* What to produce: Can you find every line in the entries below that contains the string "instance" and copy each one out? Case counts.

------------------------------

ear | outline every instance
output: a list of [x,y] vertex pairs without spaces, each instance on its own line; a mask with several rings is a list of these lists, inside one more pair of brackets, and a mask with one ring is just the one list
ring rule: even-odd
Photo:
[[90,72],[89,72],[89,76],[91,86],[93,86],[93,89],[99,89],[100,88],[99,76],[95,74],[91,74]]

------------------------------

* The result:
ear | outline every instance
output: a list of [x,y] vertex pairs without spaces, each instance on its own line; a mask with several rings is a list of these lists, inside one more pair of brackets, and a mask with one ring is just the one list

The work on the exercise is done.